* _SOURCE_
____________________

Brokers Rack Up Big Gains as Equities Roar into Second Half

By Peter Chapman

The equities business is off to a roaring start this year.

During the first half of the year, Wall Street's 11 largest investment banks saw their gross revenues surge 62 percent over the same period last year.

All the firms reported record grosses except for Banc of America Securities, which reported little growth over 2005.

"Business has been very strong on the equity side of the house," Sam Molinaro, Bear Stearns' chief financial officer, told analysts on the most recent quarterly conference call. "We think it's a direct result of the investments we've made over the last several years."

Bear Stearns' institutional equities businesses took in a little more than $1 billion in the first half, up 48 percent from the prior year period. Molinaro singled out derivatives and international trading for praise. "We're continuing to gain market share and continuing to be recognized in the European markets," he told analysts.

In general, these banks' institutional equities businesses encompass the sales and trading of cash equities, derivatives and convertibles in the U.S. and abroad. They also include proprietary trading.

Some firms include other types of revenues in the data, such as gains from their private equity investments. This year, gains on sales of New York Stock Exchange seats were also included.

While the firms break out their revenues by division, they do not break out their operating profits.

As with Bear Stearns, Morgan Stanley also singled out its derivatives and European operations for praise. David Sidwell, Morgan Stanley's CFO, noted in his talk with analysts, "the growth characteristics have been very strong, relatively, in Europe and Asia."

In the second quarter, Morgan Stanley's equity derivatives group turned in its best results since 2000, according to execs there. They credited "client flows" and "successful risk positioning" for a 50 percent increase over the 2005 quarter.

____________________

* _SUPPLIED INFORMATION_
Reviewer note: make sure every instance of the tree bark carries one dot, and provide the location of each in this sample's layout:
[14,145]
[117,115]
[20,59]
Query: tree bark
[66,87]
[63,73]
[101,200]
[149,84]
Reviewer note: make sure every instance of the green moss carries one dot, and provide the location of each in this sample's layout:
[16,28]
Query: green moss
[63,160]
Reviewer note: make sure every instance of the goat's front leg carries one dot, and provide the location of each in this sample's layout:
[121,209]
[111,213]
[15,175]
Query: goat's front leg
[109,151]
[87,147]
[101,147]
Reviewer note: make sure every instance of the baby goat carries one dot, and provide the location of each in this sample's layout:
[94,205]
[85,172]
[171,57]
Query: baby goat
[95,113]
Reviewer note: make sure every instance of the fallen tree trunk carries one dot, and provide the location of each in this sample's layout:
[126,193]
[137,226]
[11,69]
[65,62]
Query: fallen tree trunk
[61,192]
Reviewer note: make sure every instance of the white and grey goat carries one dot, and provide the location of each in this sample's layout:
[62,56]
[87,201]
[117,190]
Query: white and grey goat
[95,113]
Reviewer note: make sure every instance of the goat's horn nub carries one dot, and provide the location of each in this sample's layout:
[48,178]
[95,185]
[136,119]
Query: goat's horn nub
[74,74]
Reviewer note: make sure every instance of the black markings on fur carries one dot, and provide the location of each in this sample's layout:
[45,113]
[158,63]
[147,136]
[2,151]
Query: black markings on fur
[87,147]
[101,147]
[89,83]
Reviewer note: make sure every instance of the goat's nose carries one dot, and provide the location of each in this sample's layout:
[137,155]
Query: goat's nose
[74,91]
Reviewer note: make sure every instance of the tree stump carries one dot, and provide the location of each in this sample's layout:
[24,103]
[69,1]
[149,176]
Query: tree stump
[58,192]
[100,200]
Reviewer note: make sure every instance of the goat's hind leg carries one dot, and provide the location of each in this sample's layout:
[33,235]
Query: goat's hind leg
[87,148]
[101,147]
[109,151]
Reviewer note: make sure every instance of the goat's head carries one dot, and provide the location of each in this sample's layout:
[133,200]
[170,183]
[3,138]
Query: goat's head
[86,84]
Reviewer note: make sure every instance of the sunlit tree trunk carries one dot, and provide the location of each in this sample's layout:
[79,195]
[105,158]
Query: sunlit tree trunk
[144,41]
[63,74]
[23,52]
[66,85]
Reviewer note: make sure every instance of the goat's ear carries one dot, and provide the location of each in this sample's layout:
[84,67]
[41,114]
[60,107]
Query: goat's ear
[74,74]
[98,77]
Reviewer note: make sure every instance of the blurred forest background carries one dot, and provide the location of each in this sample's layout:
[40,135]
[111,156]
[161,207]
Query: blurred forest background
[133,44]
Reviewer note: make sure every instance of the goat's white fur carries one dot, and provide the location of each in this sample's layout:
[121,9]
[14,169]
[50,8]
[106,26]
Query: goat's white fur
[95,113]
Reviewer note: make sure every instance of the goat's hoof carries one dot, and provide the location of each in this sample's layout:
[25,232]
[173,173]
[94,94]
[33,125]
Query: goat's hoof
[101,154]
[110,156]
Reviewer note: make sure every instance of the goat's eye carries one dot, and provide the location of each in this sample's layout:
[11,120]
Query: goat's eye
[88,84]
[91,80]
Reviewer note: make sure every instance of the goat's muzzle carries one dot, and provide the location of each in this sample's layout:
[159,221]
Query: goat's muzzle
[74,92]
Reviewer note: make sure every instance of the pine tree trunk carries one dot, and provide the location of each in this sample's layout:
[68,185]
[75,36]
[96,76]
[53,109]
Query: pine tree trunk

____________________

* _THE TASK_
In the article about Wall Street brokers' equity gains, which firm did not report record grosses for the first half?

* _THE REPLY_
Banc of America Securities